# Krótkie ćwiczenie
Zwróć wszystkie poniższe rekordy bez żadnych zmian, linijka po linijce.

- - -

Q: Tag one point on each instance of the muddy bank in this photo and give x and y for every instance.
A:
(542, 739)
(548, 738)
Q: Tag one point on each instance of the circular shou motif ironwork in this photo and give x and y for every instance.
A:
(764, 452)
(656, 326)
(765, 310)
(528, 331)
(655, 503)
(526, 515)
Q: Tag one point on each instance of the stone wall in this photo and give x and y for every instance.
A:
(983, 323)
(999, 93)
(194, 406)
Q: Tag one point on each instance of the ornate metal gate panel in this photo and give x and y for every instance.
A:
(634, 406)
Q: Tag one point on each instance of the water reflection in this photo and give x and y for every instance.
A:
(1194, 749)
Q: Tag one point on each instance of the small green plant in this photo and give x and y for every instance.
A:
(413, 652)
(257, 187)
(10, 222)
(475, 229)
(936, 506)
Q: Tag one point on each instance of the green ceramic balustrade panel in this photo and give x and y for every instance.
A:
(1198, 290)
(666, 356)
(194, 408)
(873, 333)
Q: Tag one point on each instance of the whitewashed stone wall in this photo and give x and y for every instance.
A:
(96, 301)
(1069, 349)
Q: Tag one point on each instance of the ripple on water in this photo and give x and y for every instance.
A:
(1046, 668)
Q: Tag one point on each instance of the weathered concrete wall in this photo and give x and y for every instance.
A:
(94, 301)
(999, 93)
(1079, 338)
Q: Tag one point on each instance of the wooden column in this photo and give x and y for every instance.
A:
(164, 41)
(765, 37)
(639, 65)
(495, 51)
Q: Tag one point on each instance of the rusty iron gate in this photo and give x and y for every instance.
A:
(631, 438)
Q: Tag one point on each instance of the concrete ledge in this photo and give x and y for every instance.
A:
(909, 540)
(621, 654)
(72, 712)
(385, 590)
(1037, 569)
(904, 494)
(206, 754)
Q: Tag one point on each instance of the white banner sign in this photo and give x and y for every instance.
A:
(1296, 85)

- - -

# Rozwiązanie
Q: Tag one point on each instance of the muddy bank in this photo and give x and y for every instance.
A:
(542, 739)
(548, 738)
Q: Tag one point on each instance of the circular shou motif ironwork in this photo and give x and y for every instance.
A:
(764, 452)
(656, 326)
(765, 310)
(528, 331)
(655, 503)
(526, 515)
Q: Tag one point on each instance of the stone wall in this photo and give x and y for every instance.
A:
(983, 323)
(999, 93)
(194, 406)
Q: Tag one point on each instance of the ornate metal gate panel in this photo and give x and y for every instance.
A:
(634, 406)
Q: Tag one point on each instance of the water reflection in this photo and give x and y for every instance.
A:
(1194, 749)
Q: Tag one point on each instance of the small green plant in this photo and give x and y for every instance.
A:
(413, 652)
(257, 187)
(10, 222)
(475, 229)
(936, 506)
Q: Tag one point on each instance of the green ceramic balustrade panel in this photo and give x and y for every instance.
A:
(1198, 290)
(666, 356)
(194, 408)
(873, 333)
Q: Tag one point on each instance of the whitewashed stone wall in this photo and give x and y for every instance.
A:
(96, 301)
(1069, 349)
Q: Tag one point on each instance of the ripple on water in this photo and give x and y for every instance.
A:
(1046, 668)
Q: Tag one point on each instance of the weathered concrete wall in this photo and give x and y for every instance.
A:
(94, 301)
(999, 93)
(1079, 338)
Q: Tag one point on each instance of the wooden column in this photo and give x and y for every instance.
A:
(164, 41)
(765, 37)
(639, 65)
(495, 51)
Q: Tag one point on each instance of the rusty iron gate in this photo and give x and y for every instance.
A:
(631, 438)
Q: Tag one point on each instance of the concrete ledge in this photo and give x and y for every instance.
A:
(909, 540)
(621, 654)
(72, 712)
(385, 590)
(1037, 569)
(904, 494)
(206, 754)
Q: Tag one point on each instance of the white banner sign in this photo and give x and y for every instance.
A:
(1296, 85)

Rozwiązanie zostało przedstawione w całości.